• _課題 1_
以下の行のうち、「line」という文字列を含むものをすべて示せ。

━━━━━ 本文

2 被申立人会社は、本命令書受領の日から1週間以内に、55センチメートル×80センチメートル(新聞紙2頁大)の大きさの白紙に、下記内容を楷書で明瞭に墨書して、被申立人会社5階および8階の各入口の見易い場所に10日間掲示しなければならない。
             記
                  昭和 年 月 日
 出版労連昭文社労働組合
 執行委員長 X1 殿
               株式会社 昭文社
                代表取締役 Y1
 当社が、昭和56年4月14日付「取締役会見解NO.5」、同年4月16日付「取締役会見解NO.7」、同年4月20日付「取締役会見解NO.9」、同年4月21日付「取締役会見解NO .10」および同年5月12日付「取締役会声明NO .11」の各文書において、貴組合を誹謗・中傷したことならびにこれらの文書を全従業員に配布したことは、いずれも不当労働行為であると東京都地方労働委員会において認定されました。
 今後このような行為を繰り返さないよう留意します。
 (注、年月日は文書を掲示した日を記載すること。)
3 被申立人会社は、前項を履行したときは、すみやかに当委員会に文書で報告しなければならない。

━━━━━━━━━━
━━━━━ 演習用の行

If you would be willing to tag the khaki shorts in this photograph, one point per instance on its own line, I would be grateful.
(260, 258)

━━━━━━━━━━
━━━━━ 演習用の行

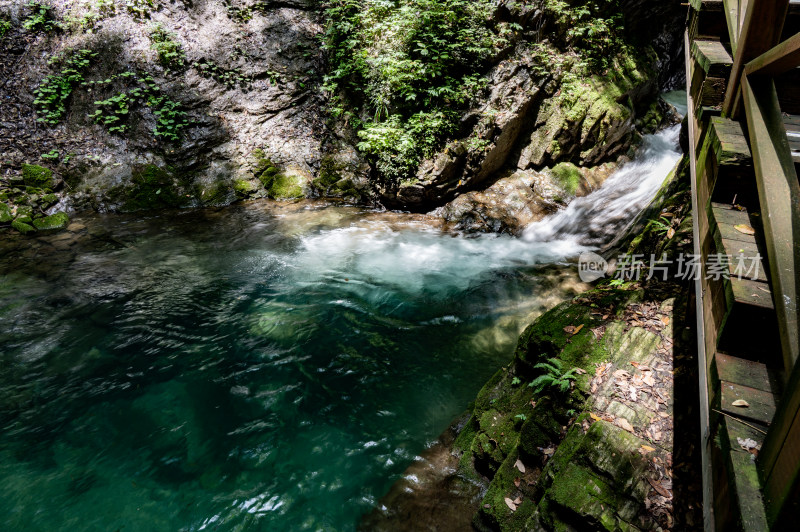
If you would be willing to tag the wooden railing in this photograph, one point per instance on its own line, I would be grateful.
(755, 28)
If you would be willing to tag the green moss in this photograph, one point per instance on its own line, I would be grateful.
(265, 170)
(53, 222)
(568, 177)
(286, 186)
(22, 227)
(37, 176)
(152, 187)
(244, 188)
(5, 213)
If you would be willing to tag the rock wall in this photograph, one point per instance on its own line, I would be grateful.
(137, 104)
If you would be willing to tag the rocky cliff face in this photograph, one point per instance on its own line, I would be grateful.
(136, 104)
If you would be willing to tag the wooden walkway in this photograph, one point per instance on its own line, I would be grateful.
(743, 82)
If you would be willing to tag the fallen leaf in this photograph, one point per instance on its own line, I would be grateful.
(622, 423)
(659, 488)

━━━━━━━━━━

• _課題 2_
本文によると、白紙に墨書した内容はどこに掲示しなければならないか。

• _正解 1_
If you would be willing to tag the khaki shorts in this photograph, one point per instance on its own line, I would be grateful.
If you would be willing to tag the wooden railing in this photograph, one point per instance on its own line, I would be grateful.
If you would be willing to tag the green moss in this photograph, one point per instance on its own line, I would be grateful.
If you would be willing to tag the rock wall in this photograph, one point per instance on its own line, I would be grateful.
If you would be willing to tag the rocky cliff face in this photograph, one point per instance on its own line, I would be grateful.
If you would be willing to tag the wooden walkway in this photograph, one point per instance on its own line, I would be grateful.
If you would be willing to tag the fallen leaf in this photograph, one point per instance on its own line, I would be grateful.

• _正解 2_
被申立人会社5階および8階の各入口の見易い場所。